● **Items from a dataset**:
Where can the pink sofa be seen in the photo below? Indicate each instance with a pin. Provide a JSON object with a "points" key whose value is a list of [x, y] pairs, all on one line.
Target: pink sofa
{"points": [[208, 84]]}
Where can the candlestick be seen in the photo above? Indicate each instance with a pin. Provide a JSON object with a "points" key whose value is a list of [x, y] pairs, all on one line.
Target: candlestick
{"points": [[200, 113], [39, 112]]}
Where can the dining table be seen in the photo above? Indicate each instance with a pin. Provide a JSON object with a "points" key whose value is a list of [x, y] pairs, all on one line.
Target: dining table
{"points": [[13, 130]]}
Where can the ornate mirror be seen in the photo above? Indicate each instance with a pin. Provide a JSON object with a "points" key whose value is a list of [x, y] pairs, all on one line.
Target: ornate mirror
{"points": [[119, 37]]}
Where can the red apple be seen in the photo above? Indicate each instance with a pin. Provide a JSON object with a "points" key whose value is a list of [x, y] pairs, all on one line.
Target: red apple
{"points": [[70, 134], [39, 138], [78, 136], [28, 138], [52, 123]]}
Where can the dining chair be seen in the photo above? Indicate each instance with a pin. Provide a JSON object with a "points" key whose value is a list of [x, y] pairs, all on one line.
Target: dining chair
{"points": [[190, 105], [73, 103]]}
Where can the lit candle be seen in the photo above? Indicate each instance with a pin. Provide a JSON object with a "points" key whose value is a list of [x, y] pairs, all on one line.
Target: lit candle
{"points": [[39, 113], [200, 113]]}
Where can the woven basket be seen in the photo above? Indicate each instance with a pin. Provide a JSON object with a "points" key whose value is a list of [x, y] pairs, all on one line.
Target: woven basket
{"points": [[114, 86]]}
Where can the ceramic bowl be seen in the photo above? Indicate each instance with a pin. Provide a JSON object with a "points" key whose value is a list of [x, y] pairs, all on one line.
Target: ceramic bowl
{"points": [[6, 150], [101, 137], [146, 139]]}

● **What you need to do**:
Could you restate every entry verbatim, please?

● **Answer space**:
Where can the pink sofa be seen in the photo below? Indicate each instance with a pin. Provide a JSON object with a "points" key whose value is a list of [x, y] pairs, all on one line.
Target: pink sofa
{"points": [[208, 84]]}
Where can the candlestick be seen in the photo above? Indicate each instance with a pin. Provide a JSON object with a "points" key whose value is a list of [x, y] pairs, all on one line.
Target: candlestick
{"points": [[200, 113], [39, 112]]}
Where can the dining table be seen in the photo above? Indicate each instance with a pin. Provide a JSON object with a "points" key whose value is a list of [x, y] pairs, all on one line.
Target: dining table
{"points": [[13, 130]]}
Where can the ornate mirror be seen in the photo above? Indicate each instance with a pin. Provide a JSON object with a "points" key whose value is a list of [x, y] pairs, all on one line.
Target: ornate mirror
{"points": [[119, 37]]}
Where can the red apple be seen in the photo above? Indicate each instance with a pin. Provide a JSON object with a "points" key whose value is a list of [x, y] pairs, all on one line.
Target: red apple
{"points": [[70, 134], [39, 138], [78, 136], [28, 138], [52, 123]]}
Where can the dining chair be seen in the photo above? Indicate each instance with a pin. Provide a JSON object with a "points" key whose value is a list of [x, y] pairs, all on one line.
Target: dining chair
{"points": [[190, 105], [73, 103]]}
Where can the lit candle be seen in the photo above? Indicate each instance with a pin. Provide a JSON object with a "points" key whose value is a list of [x, y] pairs, all on one line.
Target: lit candle
{"points": [[39, 113], [200, 113]]}
Where can the woven basket be seen in the photo above? Indicate each instance with a pin. Provide a JSON object with a "points" key whose value is a list of [x, y] pairs, all on one line.
Target: woven basket
{"points": [[114, 86]]}
Where can the ceramic bowl be seen in the photo above? Indicate each instance with a pin. Provide a JSON object with a "points" key whose value is a list of [x, y] pairs, all on one line.
Target: ceramic bowl
{"points": [[6, 150], [101, 137], [146, 139]]}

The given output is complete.